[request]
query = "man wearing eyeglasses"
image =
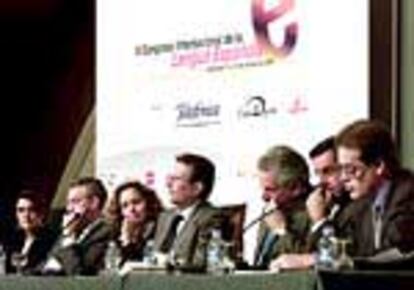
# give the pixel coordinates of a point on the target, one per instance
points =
(383, 193)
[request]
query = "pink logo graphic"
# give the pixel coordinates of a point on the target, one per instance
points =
(261, 21)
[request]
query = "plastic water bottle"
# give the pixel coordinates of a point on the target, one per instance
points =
(2, 260)
(148, 257)
(215, 253)
(112, 257)
(326, 249)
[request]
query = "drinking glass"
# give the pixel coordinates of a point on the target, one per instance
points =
(18, 260)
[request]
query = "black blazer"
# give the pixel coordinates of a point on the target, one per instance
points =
(135, 251)
(86, 256)
(398, 220)
(37, 253)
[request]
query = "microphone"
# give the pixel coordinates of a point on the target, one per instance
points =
(271, 209)
(70, 218)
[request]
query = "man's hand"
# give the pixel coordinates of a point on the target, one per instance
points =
(316, 205)
(276, 222)
(129, 232)
(73, 223)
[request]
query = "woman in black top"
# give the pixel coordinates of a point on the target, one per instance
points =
(28, 247)
(136, 209)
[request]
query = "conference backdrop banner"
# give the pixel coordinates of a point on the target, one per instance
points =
(226, 79)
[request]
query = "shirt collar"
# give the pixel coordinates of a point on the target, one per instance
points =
(186, 212)
(381, 196)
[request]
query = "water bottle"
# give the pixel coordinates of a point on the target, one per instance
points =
(148, 257)
(214, 253)
(112, 257)
(2, 260)
(326, 249)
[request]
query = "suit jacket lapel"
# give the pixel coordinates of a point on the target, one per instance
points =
(189, 228)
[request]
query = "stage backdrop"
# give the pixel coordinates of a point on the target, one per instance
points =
(227, 79)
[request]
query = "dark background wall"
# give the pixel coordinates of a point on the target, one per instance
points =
(47, 90)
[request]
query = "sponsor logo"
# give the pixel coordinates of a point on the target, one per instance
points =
(256, 106)
(198, 114)
(263, 17)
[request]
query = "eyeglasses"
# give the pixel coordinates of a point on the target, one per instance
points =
(22, 209)
(327, 171)
(352, 170)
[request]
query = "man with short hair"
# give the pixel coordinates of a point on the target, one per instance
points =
(82, 244)
(328, 200)
(284, 179)
(383, 193)
(183, 232)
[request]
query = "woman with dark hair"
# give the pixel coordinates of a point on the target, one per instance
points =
(136, 209)
(29, 246)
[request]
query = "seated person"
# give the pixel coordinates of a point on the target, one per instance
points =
(382, 212)
(29, 245)
(137, 208)
(81, 246)
(183, 232)
(284, 179)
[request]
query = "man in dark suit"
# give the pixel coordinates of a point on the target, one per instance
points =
(183, 232)
(82, 244)
(284, 179)
(325, 205)
(382, 214)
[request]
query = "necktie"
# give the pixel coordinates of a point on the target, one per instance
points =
(377, 219)
(172, 233)
(265, 251)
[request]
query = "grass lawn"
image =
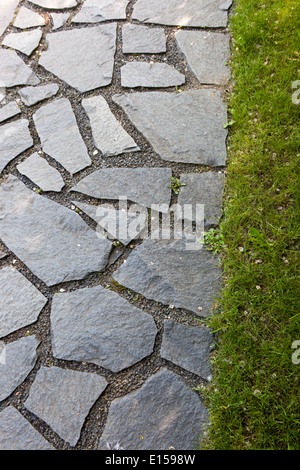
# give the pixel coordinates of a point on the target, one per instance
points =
(254, 397)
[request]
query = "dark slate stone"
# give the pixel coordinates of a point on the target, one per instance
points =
(184, 127)
(164, 413)
(188, 346)
(19, 359)
(98, 326)
(63, 399)
(16, 433)
(168, 272)
(53, 241)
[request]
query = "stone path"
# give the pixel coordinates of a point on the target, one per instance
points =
(112, 117)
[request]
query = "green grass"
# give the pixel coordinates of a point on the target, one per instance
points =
(254, 397)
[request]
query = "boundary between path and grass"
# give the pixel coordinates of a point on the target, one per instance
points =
(253, 399)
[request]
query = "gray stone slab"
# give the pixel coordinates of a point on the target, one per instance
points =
(168, 272)
(181, 12)
(207, 54)
(94, 11)
(20, 302)
(59, 19)
(16, 433)
(203, 188)
(6, 14)
(25, 42)
(122, 225)
(97, 325)
(109, 136)
(32, 95)
(19, 359)
(53, 241)
(27, 19)
(83, 58)
(41, 173)
(13, 71)
(188, 346)
(55, 4)
(63, 399)
(151, 75)
(142, 39)
(9, 110)
(164, 413)
(60, 138)
(15, 138)
(144, 186)
(185, 127)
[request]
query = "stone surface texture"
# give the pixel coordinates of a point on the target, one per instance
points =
(129, 182)
(15, 138)
(20, 358)
(63, 398)
(165, 271)
(108, 134)
(95, 11)
(83, 58)
(60, 138)
(182, 127)
(20, 302)
(136, 74)
(16, 433)
(181, 13)
(176, 422)
(207, 54)
(41, 173)
(53, 241)
(142, 39)
(24, 42)
(188, 347)
(98, 326)
(32, 95)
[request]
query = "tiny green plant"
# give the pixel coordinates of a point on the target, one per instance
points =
(175, 184)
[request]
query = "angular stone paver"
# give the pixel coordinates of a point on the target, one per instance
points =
(16, 433)
(142, 39)
(108, 134)
(152, 75)
(164, 413)
(32, 95)
(53, 241)
(83, 58)
(41, 173)
(20, 358)
(55, 4)
(24, 42)
(27, 19)
(15, 138)
(182, 127)
(144, 186)
(13, 71)
(63, 398)
(165, 271)
(207, 54)
(188, 347)
(94, 11)
(60, 138)
(122, 225)
(203, 188)
(8, 111)
(6, 14)
(98, 326)
(20, 302)
(59, 19)
(181, 12)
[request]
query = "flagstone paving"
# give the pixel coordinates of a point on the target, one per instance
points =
(112, 119)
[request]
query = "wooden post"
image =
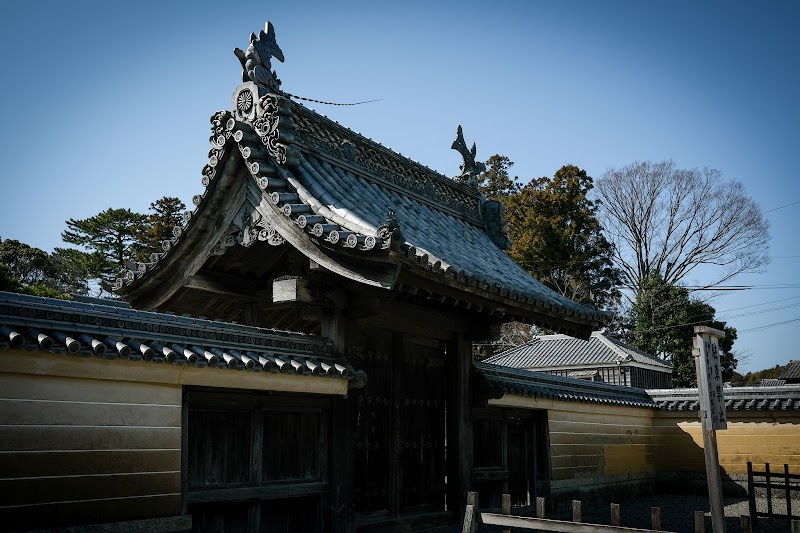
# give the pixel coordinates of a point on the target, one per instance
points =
(751, 494)
(769, 489)
(459, 423)
(655, 518)
(576, 511)
(335, 327)
(699, 522)
(472, 499)
(505, 508)
(469, 520)
(746, 526)
(615, 519)
(788, 490)
(712, 414)
(539, 507)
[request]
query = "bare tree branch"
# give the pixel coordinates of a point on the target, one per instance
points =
(669, 220)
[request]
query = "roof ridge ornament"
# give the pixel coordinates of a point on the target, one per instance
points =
(471, 168)
(255, 61)
(390, 229)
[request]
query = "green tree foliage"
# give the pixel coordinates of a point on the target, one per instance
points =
(664, 317)
(555, 233)
(113, 235)
(166, 214)
(496, 183)
(30, 270)
(754, 378)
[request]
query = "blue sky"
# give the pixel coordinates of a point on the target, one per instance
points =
(107, 103)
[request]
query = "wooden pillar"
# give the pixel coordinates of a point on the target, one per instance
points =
(335, 327)
(459, 423)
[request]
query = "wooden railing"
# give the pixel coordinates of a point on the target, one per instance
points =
(785, 482)
(473, 517)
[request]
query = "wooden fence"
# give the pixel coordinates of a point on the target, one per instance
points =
(785, 482)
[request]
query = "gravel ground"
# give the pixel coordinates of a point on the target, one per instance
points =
(677, 514)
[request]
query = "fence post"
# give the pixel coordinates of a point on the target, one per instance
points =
(751, 493)
(505, 508)
(788, 490)
(472, 499)
(469, 519)
(539, 507)
(746, 527)
(614, 514)
(699, 522)
(576, 511)
(655, 518)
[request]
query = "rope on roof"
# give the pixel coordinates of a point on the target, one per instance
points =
(330, 103)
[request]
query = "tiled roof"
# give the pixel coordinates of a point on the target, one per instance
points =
(778, 398)
(540, 385)
(792, 370)
(119, 332)
(549, 351)
(337, 187)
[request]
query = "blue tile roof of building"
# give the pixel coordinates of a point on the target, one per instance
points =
(557, 351)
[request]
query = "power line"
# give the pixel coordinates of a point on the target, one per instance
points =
(759, 312)
(781, 207)
(776, 324)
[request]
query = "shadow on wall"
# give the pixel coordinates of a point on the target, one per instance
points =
(681, 468)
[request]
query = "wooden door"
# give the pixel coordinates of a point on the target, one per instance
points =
(400, 427)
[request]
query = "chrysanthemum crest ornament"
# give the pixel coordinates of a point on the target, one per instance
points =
(258, 77)
(260, 103)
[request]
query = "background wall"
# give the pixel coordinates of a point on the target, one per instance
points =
(757, 436)
(75, 450)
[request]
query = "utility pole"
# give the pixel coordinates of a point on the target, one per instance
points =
(712, 413)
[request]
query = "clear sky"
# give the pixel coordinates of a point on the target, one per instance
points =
(107, 103)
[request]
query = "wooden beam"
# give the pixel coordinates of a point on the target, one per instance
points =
(291, 289)
(226, 284)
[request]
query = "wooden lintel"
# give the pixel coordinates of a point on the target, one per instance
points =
(363, 306)
(222, 284)
(291, 289)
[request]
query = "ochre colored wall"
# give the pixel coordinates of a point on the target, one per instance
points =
(592, 445)
(600, 447)
(87, 450)
(758, 436)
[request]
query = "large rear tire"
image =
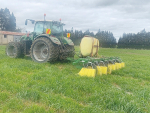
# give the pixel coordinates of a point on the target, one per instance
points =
(14, 50)
(43, 50)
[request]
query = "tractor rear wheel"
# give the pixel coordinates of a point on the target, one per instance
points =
(43, 50)
(14, 50)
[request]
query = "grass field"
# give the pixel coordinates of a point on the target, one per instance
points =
(26, 86)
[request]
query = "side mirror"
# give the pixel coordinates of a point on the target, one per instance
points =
(26, 22)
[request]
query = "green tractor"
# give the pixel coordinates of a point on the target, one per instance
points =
(45, 44)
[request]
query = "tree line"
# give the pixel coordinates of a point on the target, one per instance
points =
(106, 38)
(141, 40)
(7, 20)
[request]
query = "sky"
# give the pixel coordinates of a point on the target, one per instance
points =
(116, 16)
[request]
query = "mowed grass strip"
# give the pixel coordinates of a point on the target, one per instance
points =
(29, 87)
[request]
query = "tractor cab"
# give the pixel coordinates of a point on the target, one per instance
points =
(49, 27)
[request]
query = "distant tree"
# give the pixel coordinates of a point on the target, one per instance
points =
(7, 20)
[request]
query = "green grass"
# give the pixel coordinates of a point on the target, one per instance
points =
(29, 87)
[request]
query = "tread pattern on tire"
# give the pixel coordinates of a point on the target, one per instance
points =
(18, 47)
(52, 49)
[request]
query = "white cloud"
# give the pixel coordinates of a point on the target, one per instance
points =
(117, 16)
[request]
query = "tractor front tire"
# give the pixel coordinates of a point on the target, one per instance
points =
(43, 50)
(14, 50)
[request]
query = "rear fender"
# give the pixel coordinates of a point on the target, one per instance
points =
(53, 39)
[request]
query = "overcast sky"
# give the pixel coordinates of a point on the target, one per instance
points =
(116, 16)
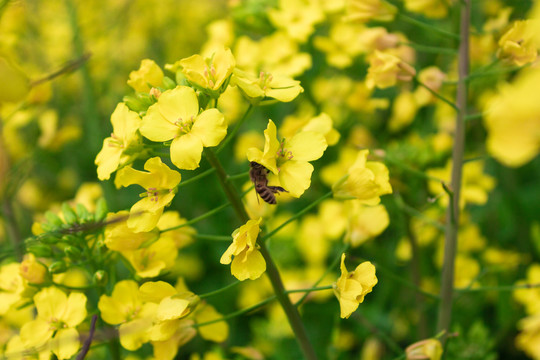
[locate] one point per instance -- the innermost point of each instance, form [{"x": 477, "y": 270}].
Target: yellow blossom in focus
[
  {"x": 57, "y": 317},
  {"x": 430, "y": 8},
  {"x": 121, "y": 147},
  {"x": 160, "y": 184},
  {"x": 430, "y": 349},
  {"x": 176, "y": 117},
  {"x": 517, "y": 46},
  {"x": 365, "y": 181},
  {"x": 209, "y": 73},
  {"x": 352, "y": 287},
  {"x": 33, "y": 271},
  {"x": 126, "y": 308},
  {"x": 367, "y": 10},
  {"x": 266, "y": 85},
  {"x": 513, "y": 120},
  {"x": 386, "y": 69},
  {"x": 365, "y": 222},
  {"x": 289, "y": 160},
  {"x": 147, "y": 76},
  {"x": 248, "y": 261}
]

- _WHAT NEEDS TO BE DONE_
Find every line above that includes the word "path", then state how many there are and nothing more.

- _TASK SOLUTION_
2